• EXERCISE AIM
Find the word "white" in the data, then copy each line where it is found.

[Collected data]
:::::
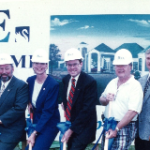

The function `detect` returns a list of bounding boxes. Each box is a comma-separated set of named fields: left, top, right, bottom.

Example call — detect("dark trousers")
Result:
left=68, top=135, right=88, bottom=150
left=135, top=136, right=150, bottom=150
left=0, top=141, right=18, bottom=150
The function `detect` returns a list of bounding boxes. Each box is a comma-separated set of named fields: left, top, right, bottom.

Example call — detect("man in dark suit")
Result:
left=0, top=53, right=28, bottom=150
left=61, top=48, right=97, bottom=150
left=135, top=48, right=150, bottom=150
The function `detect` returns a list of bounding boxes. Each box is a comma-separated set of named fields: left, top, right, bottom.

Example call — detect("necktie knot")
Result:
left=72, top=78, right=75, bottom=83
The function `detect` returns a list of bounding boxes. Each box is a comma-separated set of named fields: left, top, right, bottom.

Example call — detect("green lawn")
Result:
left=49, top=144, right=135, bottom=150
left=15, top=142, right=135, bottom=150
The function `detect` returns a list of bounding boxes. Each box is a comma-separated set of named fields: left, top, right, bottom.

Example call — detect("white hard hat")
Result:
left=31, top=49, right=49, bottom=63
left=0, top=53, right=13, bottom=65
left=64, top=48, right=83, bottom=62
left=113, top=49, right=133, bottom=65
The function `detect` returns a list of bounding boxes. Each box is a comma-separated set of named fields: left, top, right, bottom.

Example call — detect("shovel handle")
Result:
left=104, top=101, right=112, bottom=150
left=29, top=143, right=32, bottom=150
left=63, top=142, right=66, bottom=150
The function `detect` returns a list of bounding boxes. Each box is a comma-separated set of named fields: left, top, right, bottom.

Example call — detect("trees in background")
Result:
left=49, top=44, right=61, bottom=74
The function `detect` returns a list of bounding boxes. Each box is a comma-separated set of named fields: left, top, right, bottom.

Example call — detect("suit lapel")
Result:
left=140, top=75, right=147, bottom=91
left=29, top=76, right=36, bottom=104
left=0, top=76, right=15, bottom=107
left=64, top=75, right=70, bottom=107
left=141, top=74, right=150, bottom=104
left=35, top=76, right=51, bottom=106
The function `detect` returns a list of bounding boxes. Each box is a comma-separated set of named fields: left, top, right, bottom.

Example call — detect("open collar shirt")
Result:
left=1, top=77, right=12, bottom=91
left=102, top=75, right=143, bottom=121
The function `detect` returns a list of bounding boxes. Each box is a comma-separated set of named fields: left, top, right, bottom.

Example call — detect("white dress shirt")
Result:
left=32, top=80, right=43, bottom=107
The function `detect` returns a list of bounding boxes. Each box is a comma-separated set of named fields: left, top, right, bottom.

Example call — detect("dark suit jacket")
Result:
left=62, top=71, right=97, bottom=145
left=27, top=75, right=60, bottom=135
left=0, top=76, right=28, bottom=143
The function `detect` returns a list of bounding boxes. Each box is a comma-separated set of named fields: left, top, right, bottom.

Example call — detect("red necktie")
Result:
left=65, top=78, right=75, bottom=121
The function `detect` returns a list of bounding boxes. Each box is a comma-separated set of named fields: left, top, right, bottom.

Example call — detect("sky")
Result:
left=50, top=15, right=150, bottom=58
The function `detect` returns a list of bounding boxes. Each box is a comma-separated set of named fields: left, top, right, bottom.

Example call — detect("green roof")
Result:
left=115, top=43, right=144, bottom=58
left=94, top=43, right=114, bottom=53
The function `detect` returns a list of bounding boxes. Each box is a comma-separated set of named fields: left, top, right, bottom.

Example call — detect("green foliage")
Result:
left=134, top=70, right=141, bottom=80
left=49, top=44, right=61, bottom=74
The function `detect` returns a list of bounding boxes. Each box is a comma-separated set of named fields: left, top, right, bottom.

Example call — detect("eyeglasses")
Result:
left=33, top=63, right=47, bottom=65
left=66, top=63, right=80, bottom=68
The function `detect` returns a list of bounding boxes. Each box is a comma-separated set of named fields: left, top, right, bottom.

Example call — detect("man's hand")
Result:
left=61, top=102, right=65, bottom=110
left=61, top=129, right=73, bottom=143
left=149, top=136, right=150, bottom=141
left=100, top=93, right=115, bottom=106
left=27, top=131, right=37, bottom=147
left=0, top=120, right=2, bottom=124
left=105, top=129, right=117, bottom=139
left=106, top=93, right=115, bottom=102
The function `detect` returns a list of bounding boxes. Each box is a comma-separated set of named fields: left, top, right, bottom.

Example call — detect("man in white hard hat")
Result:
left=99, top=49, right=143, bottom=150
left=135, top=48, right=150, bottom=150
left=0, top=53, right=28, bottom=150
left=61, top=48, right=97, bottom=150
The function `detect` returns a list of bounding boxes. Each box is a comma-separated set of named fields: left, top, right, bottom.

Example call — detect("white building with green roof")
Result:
:::::
• SOLUTION TO THE EXERCISE
Example call — detect("white hard hat")
Example call — detect("white dress shirt")
Example call — detect("man in white hard hat")
Example call — detect("white building with green roof")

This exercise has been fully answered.